== Work task ==
Nothing but the line holding "Can you find the white baseboard?" and the lines after it, through the end of the records, should be set down, each exactly as it is.

== Information given ==
<<<<
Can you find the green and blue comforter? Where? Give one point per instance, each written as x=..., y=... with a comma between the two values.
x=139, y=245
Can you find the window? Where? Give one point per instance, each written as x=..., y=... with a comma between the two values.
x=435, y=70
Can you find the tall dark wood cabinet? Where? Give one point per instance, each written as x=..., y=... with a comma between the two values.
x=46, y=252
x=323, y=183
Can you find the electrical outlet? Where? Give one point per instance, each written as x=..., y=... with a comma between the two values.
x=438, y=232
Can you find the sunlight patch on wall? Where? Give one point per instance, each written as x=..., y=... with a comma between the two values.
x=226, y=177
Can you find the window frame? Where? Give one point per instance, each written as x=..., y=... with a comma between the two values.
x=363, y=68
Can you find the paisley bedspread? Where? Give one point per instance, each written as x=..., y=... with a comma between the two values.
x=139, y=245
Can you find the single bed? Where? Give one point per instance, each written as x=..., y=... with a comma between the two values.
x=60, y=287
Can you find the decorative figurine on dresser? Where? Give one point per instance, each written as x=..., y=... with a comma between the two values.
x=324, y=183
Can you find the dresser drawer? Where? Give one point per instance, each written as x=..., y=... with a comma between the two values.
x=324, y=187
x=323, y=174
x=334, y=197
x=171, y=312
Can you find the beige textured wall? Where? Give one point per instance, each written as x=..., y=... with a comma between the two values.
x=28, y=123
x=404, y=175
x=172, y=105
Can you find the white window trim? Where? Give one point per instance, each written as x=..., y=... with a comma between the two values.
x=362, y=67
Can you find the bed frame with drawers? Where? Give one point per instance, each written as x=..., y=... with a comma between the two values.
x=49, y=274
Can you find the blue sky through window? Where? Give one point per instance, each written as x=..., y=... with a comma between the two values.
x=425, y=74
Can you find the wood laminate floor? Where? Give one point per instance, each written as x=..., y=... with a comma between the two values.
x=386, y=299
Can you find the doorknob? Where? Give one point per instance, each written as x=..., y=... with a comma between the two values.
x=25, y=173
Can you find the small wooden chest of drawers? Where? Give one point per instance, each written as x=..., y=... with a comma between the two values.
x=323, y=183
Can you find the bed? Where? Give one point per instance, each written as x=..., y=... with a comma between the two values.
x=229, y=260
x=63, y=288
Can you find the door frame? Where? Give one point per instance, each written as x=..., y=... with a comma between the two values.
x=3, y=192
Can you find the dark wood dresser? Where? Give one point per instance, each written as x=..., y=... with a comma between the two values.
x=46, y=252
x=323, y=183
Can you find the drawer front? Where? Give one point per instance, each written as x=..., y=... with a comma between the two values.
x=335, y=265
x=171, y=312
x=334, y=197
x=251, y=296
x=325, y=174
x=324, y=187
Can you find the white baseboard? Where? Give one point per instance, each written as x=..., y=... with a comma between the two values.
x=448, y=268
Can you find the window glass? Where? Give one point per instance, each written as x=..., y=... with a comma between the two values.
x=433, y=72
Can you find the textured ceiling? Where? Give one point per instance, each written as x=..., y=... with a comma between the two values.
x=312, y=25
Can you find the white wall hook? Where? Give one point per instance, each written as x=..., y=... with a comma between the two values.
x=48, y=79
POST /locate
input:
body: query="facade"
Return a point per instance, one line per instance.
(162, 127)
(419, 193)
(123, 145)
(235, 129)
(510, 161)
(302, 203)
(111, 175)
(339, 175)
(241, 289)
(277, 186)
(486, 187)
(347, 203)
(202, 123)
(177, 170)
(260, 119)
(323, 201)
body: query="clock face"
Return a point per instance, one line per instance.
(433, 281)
>>>>
== Written response ==
Can you find the white baseboard? Where? Give one point per instance, each written as x=..., y=... with a comma between the two values.
x=448, y=268
Can you find the window glass? Where? Give one point per instance, each written as x=..., y=... with a comma between the two values.
x=433, y=72
Can you find the textured ceiling? Where? Give one point per instance, each written as x=..., y=... with a comma between the two values.
x=312, y=25
Can you find the white wall hook? Where? Give one point per instance, each written as x=..., y=... with a comma between the two values.
x=48, y=79
POST /locate
input:
body: query="facade"
Return a point per instance, one line per instance.
(162, 127)
(419, 193)
(123, 145)
(235, 129)
(510, 161)
(302, 203)
(111, 175)
(339, 175)
(241, 289)
(277, 186)
(486, 187)
(347, 203)
(202, 123)
(177, 170)
(260, 119)
(323, 201)
body: query="clock face"
Return a point per instance, one line per instance.
(433, 281)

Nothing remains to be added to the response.